■ WHAT IS EXPECTED: Omitting all pictures, print the lines of the listing from the one containing "Pick out each instance of the reddish" through the final line, both ends included, with no other text.

START MATERIAL SUPPLIED

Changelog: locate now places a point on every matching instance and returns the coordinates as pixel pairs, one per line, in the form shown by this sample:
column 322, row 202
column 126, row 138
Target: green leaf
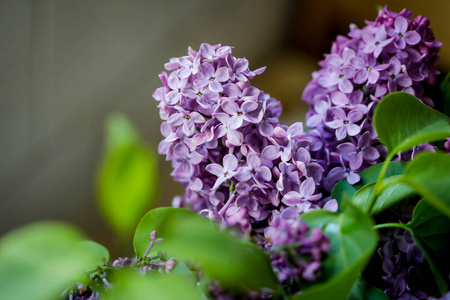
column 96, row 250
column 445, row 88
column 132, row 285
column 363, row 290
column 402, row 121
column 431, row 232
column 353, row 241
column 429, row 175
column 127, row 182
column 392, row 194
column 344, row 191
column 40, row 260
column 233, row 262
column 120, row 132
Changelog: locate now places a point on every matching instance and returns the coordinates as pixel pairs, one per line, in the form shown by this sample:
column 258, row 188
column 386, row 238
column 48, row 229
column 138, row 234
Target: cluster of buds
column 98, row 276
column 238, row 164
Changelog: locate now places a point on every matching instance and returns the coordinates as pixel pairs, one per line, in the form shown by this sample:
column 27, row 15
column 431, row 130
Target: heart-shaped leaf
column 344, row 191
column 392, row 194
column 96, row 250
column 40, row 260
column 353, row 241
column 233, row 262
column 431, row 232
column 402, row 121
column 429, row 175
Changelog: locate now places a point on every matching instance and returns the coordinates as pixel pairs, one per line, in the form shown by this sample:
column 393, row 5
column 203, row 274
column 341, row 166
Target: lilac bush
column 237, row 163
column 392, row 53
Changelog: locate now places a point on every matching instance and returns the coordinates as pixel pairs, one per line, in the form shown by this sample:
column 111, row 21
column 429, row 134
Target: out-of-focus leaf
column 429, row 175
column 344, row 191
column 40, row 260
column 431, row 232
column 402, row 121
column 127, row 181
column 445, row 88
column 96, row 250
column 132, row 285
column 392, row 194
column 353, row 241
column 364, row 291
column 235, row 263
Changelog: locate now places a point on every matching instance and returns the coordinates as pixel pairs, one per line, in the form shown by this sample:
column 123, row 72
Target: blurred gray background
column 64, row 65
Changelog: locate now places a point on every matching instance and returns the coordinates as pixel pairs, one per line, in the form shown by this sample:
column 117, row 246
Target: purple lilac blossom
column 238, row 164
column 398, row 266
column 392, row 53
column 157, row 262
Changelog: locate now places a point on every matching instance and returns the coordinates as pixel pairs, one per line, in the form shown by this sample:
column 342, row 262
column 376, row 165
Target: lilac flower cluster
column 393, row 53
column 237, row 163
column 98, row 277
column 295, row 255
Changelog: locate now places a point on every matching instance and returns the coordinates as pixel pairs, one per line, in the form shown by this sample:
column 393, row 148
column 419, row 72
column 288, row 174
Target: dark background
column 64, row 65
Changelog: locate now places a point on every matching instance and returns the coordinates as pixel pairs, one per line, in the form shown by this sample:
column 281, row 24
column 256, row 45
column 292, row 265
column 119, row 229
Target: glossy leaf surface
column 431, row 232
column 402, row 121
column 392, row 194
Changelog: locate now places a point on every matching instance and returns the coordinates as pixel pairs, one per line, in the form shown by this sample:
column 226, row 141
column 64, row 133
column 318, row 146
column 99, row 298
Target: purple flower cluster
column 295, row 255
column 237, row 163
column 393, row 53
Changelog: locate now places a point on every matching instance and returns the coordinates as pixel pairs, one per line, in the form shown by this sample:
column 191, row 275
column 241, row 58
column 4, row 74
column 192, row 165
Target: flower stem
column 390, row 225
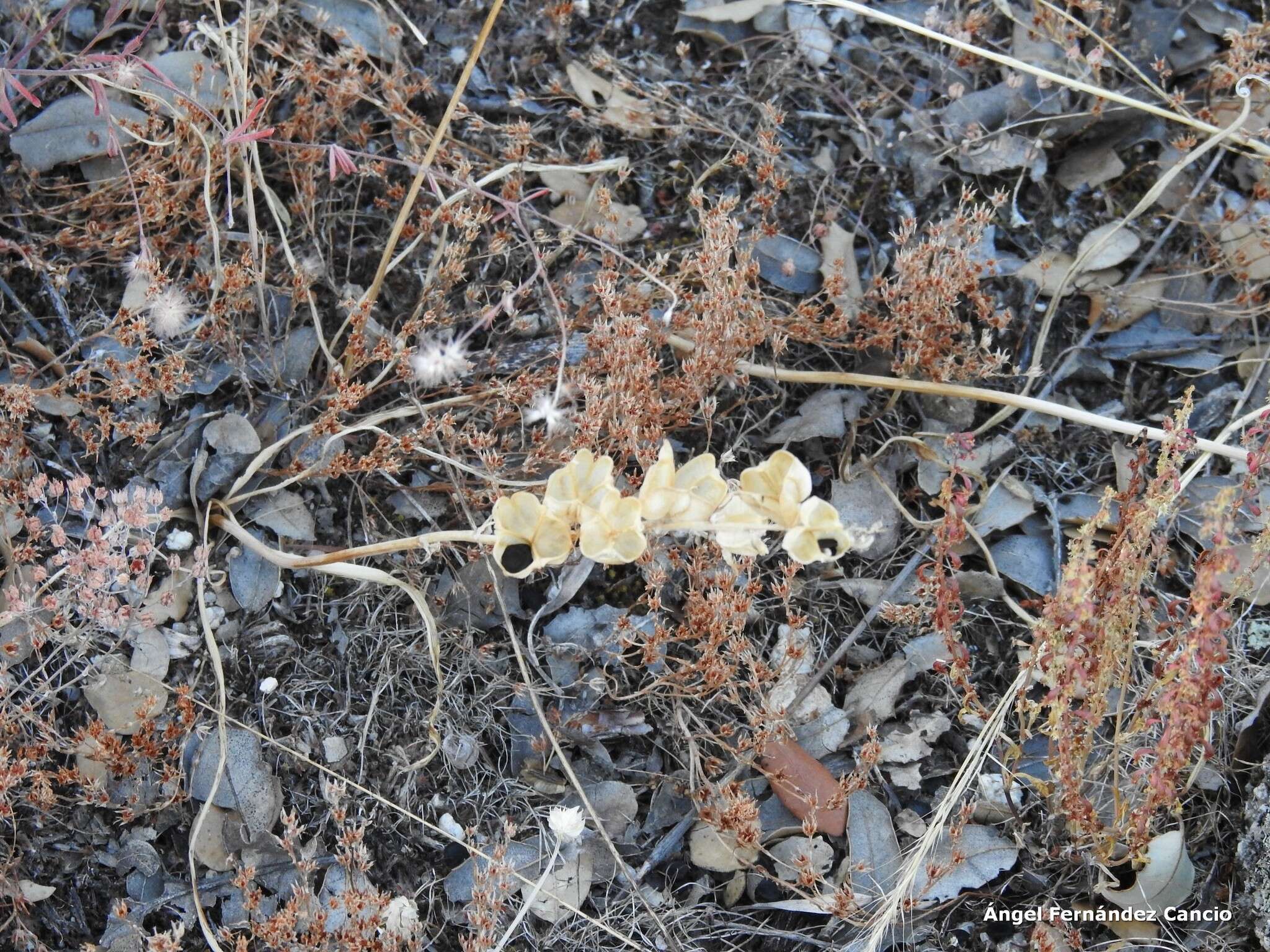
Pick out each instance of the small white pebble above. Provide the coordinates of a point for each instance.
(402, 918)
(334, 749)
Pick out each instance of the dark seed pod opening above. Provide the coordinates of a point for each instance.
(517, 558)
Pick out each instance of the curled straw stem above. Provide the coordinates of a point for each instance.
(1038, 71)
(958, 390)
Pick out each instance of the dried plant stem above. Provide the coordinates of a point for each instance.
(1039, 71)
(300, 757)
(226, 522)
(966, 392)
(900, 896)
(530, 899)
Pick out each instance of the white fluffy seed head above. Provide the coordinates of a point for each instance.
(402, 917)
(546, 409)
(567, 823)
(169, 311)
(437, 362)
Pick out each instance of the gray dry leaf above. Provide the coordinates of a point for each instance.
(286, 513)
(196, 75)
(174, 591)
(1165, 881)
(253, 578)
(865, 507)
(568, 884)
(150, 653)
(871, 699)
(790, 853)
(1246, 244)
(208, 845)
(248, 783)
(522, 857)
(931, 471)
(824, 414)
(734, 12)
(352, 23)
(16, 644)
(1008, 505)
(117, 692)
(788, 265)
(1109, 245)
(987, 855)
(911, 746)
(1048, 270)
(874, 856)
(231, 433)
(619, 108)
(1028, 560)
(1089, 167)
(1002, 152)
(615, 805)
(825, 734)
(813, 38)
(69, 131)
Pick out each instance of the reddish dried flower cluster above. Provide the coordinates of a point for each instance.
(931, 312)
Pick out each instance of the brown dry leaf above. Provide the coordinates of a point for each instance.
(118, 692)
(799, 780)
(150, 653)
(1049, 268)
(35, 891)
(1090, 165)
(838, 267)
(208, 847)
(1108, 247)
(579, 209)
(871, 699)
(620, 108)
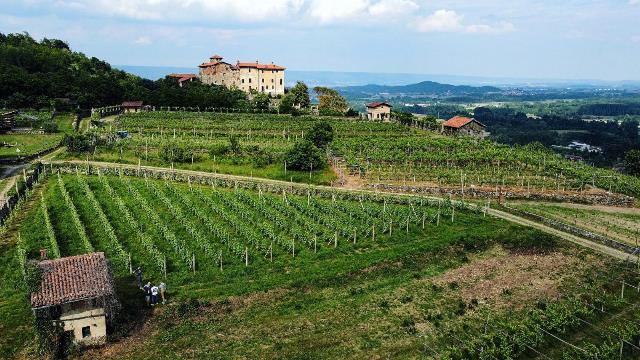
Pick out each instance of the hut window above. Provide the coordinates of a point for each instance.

END MATERIAL SUPPLIED

■ EXERCISE SOLUTION:
Pick out each instance of the reddish dried flower cluster above. Provide the coordinates of a point for each instance.
(931, 312)
Pick out each instance of the brown dry leaf above. Provide the coordinates of a point for each instance.
(118, 692)
(799, 780)
(150, 653)
(1049, 268)
(35, 891)
(1090, 165)
(838, 267)
(208, 847)
(1108, 247)
(579, 209)
(871, 699)
(620, 108)
Pick out each instance of the hut window above. Provide the coordinates of a point for each instance.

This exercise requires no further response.